**Your instructions**
Restate each line word for word. Leave out every picture.

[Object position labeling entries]
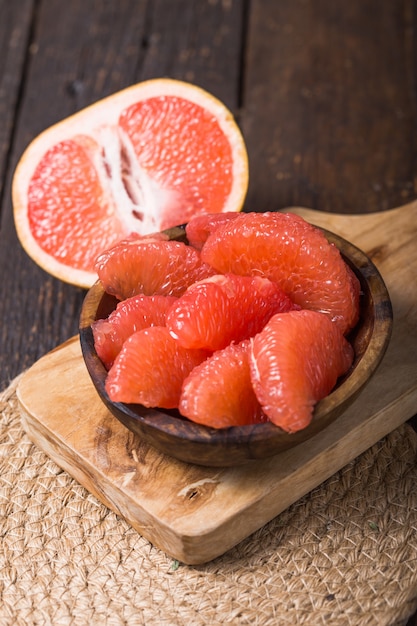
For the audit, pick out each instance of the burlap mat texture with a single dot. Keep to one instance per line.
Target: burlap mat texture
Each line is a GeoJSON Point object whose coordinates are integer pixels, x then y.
{"type": "Point", "coordinates": [345, 554]}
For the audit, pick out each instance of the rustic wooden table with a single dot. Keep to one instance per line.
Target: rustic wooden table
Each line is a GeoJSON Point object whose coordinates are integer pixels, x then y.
{"type": "Point", "coordinates": [325, 94]}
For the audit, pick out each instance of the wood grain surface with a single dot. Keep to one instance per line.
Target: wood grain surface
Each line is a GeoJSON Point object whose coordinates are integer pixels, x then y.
{"type": "Point", "coordinates": [197, 513]}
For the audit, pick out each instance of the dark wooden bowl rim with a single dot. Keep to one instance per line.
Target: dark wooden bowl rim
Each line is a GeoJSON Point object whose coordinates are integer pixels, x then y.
{"type": "Point", "coordinates": [194, 443]}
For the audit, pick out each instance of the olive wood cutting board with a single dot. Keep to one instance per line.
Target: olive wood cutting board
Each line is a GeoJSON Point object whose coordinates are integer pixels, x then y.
{"type": "Point", "coordinates": [197, 513]}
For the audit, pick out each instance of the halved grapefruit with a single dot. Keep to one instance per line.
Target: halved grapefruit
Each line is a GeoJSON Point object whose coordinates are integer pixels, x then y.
{"type": "Point", "coordinates": [142, 160]}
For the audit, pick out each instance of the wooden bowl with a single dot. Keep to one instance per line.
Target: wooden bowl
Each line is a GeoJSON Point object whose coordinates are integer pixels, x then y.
{"type": "Point", "coordinates": [178, 437]}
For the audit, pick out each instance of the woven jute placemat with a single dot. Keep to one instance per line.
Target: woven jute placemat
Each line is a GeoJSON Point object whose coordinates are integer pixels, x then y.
{"type": "Point", "coordinates": [345, 554]}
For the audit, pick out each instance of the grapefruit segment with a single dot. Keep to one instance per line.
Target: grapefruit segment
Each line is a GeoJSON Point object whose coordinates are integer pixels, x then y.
{"type": "Point", "coordinates": [142, 160]}
{"type": "Point", "coordinates": [295, 362]}
{"type": "Point", "coordinates": [131, 315]}
{"type": "Point", "coordinates": [288, 250]}
{"type": "Point", "coordinates": [150, 266]}
{"type": "Point", "coordinates": [218, 393]}
{"type": "Point", "coordinates": [224, 308]}
{"type": "Point", "coordinates": [150, 369]}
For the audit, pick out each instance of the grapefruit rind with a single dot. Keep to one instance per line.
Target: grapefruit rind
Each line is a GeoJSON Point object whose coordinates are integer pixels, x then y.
{"type": "Point", "coordinates": [107, 112]}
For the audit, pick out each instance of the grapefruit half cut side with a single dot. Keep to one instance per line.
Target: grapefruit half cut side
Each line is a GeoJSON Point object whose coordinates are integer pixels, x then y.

**Response to the exercise**
For the audit, pick out each instance of the burlap mat texture with a single dot. Keep to one instance per line.
Target: burlap mat texture
Each line is a GeoJSON Point object whose coordinates are integer pixels, x then y.
{"type": "Point", "coordinates": [345, 554]}
For the audit, pick out each instance of the rustic wooden table with a single dot. Keep to one instance per line.
Target: rustic wooden table
Each line is a GeoJSON Point object whose coordinates are integer pixels, x then y.
{"type": "Point", "coordinates": [325, 94]}
For the audit, pick out each instance of the wood grain surface with a single dot. Keep to one instance per line.
Target: wood grain surface
Each line is a GeoJSON Point object whose coordinates are integer pixels, x then y.
{"type": "Point", "coordinates": [197, 513]}
For the audit, pick out each instance of the dark wooden bowl rim with a single dot. Keep to one instance per line.
Target: dark wooden bowl rim
Each line is a GeoJSON Point object whose coordinates are integer pixels, x then y.
{"type": "Point", "coordinates": [194, 443]}
For the audit, pick out each instance of the olive wood cutting board with a single dot. Keep to one instance per line.
Target: olive wood cutting board
Each line is a GeoJSON Point object whose coordinates are integer pixels, x then y.
{"type": "Point", "coordinates": [197, 513]}
For the audit, pick out each instance of the halved grapefruit with a single dot. Keep to one instance per line.
Target: halved grapefruit
Each line is a GeoJSON Point object whose coordinates are integer pixels, x then y.
{"type": "Point", "coordinates": [142, 160]}
For the audit, pick out each instance of the wooden bowl with a single dot. Keep to one instance per line.
Target: wooden bowl
Each line is a GeoJSON Point object whose coordinates are integer pixels, x then y.
{"type": "Point", "coordinates": [178, 437]}
For the audit, pick out each instance of the woven jute placemat with a single dot. Keep to one instance per line.
Target: woven jute placemat
Each line is a GeoJSON Point object whose coordinates are integer pixels, x then y.
{"type": "Point", "coordinates": [345, 554]}
For the audit, pick out each instance of the grapefruit segment with a single dot. Keep to one instance per line.
Target: grapefruit segment
Each line is a GeoJSON Point object whose coordinates are integer pixels, x then y.
{"type": "Point", "coordinates": [142, 160]}
{"type": "Point", "coordinates": [295, 362]}
{"type": "Point", "coordinates": [131, 315]}
{"type": "Point", "coordinates": [288, 250]}
{"type": "Point", "coordinates": [150, 266]}
{"type": "Point", "coordinates": [218, 393]}
{"type": "Point", "coordinates": [224, 308]}
{"type": "Point", "coordinates": [150, 369]}
For the audit, pick out each instance of the grapefruit rind with a single dot. Keep to one instance per line.
Target: grapefruit rind
Each line is a GeoJSON Point object whose coordinates are integer pixels, x then y.
{"type": "Point", "coordinates": [107, 112]}
For the audit, pick out each instance of the grapefruit half cut side with a single dot. Keep to one instance per line.
Target: grapefruit half cut side
Each line is a GeoJSON Point object whose coordinates are integer pixels, x then y.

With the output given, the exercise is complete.